* [AIM] Report every line of the rows below that contains the string "forest", copying each such line in full. Treat uppercase and lowercase letters as different.
────────────────
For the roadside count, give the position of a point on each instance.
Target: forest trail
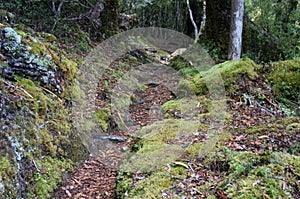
(95, 179)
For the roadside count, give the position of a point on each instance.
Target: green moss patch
(103, 116)
(230, 71)
(285, 79)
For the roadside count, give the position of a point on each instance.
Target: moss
(34, 93)
(230, 71)
(8, 187)
(50, 176)
(103, 117)
(152, 185)
(259, 175)
(285, 79)
(47, 37)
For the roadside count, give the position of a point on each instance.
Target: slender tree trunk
(236, 30)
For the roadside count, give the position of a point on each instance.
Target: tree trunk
(236, 30)
(217, 26)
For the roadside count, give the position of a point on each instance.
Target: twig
(36, 166)
(22, 89)
(266, 110)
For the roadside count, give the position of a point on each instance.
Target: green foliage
(277, 29)
(50, 176)
(285, 79)
(103, 116)
(259, 175)
(7, 178)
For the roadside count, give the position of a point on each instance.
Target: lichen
(230, 71)
(50, 175)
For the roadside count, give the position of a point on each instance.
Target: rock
(21, 62)
(10, 34)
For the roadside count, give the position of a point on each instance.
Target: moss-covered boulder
(38, 144)
(285, 79)
(231, 72)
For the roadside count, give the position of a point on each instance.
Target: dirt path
(95, 179)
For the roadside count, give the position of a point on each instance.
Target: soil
(94, 179)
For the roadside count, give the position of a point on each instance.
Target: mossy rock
(103, 117)
(285, 79)
(51, 175)
(8, 172)
(260, 175)
(230, 71)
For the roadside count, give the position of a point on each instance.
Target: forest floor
(94, 179)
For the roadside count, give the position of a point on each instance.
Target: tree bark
(236, 30)
(217, 26)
────────────────
* [WRITTEN ANSWER]
Target: forest trail
Target: forest floor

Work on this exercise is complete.